EXERCISE DESCRIPTION =>
Starting at the line that holds "Locate the red", copy every line exactly through the end of the data, and no others.

>> begin DATA LISTING

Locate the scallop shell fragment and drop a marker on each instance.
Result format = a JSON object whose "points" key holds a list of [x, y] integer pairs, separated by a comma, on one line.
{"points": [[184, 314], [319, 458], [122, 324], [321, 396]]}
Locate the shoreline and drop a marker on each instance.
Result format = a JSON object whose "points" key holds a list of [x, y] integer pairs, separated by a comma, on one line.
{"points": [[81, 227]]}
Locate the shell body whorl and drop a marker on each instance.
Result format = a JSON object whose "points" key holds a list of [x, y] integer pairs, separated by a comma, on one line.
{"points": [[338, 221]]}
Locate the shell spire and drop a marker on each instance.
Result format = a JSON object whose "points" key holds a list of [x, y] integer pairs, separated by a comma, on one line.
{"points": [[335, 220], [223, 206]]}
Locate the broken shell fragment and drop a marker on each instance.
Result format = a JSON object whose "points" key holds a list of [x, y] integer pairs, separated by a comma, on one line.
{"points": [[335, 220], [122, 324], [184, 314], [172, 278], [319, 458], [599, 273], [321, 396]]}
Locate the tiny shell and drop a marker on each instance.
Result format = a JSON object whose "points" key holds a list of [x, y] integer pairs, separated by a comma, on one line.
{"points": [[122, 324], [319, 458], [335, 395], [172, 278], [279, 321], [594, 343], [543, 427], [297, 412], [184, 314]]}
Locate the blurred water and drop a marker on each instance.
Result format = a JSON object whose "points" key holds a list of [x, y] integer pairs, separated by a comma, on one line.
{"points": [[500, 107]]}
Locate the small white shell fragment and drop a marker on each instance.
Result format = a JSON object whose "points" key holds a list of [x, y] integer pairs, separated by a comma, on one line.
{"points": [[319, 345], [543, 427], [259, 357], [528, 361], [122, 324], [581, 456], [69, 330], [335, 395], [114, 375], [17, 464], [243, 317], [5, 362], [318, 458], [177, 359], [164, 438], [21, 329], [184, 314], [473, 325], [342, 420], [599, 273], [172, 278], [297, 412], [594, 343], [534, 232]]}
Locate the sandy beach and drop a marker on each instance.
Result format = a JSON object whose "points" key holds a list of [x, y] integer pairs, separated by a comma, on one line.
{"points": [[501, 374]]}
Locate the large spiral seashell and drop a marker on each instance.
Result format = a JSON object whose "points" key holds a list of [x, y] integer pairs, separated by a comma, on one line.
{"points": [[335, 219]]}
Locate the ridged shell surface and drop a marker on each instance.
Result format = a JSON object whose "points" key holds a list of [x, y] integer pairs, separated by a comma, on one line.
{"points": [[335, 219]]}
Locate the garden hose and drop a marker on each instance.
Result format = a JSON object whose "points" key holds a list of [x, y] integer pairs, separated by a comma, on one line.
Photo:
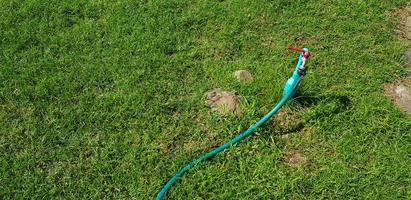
{"points": [[289, 90]]}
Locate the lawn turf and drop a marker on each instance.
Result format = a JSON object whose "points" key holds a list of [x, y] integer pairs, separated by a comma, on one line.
{"points": [[105, 99]]}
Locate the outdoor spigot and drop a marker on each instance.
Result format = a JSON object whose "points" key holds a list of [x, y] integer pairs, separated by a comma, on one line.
{"points": [[299, 70]]}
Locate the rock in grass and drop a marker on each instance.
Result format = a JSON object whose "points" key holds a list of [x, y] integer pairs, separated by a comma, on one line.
{"points": [[243, 75], [223, 101], [401, 94], [295, 159]]}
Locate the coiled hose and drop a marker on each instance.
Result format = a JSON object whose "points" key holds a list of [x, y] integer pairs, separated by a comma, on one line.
{"points": [[289, 90]]}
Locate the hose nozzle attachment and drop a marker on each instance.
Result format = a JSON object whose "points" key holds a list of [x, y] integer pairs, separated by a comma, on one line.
{"points": [[305, 54]]}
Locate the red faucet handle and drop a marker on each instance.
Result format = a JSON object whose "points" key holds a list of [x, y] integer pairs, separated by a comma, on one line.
{"points": [[295, 48], [306, 54]]}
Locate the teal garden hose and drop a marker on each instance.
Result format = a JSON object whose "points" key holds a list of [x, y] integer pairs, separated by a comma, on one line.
{"points": [[289, 90]]}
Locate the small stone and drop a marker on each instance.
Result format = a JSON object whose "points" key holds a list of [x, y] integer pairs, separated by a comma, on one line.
{"points": [[295, 159], [223, 101], [243, 75], [401, 94]]}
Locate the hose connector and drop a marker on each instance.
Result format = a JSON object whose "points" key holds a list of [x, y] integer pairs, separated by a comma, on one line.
{"points": [[305, 54]]}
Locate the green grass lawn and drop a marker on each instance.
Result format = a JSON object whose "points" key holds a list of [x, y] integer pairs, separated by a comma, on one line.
{"points": [[105, 99]]}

>> end DATA LISTING

OUTPUT FOR THIS EXERCISE =>
Locate the red faucet handle and drop a marker on each instance.
Result format = a JSON object whose "points" key holds a list of [x, y] integer pairs, separated by a comma, on one line.
{"points": [[295, 48], [306, 54]]}
Locate the teal garden hose and drop a marker on each instance.
Result format = a JSON object whose "points" key holds a list of [x, y] integer pairs, separated by a comma, on one line.
{"points": [[289, 90]]}
Locate the small stone and drop a marker on each instance.
Result format = a JSON object whose "points" key holds a list of [x, y] integer pairs, separated by a comma, on one line.
{"points": [[295, 159], [223, 101], [243, 75], [401, 94]]}
Locate the hose connector and drop a marker on each instance.
Result format = a JSON object whose "points" key holds a list of [x, y] integer pairs, separated by a comma, on one line.
{"points": [[305, 54]]}
Locate the green grass lawn and drop a marker on each instance.
Result format = a JSON object whose "points" key holds a list of [x, y] integer pairs, separated by a comma, on one line.
{"points": [[105, 99]]}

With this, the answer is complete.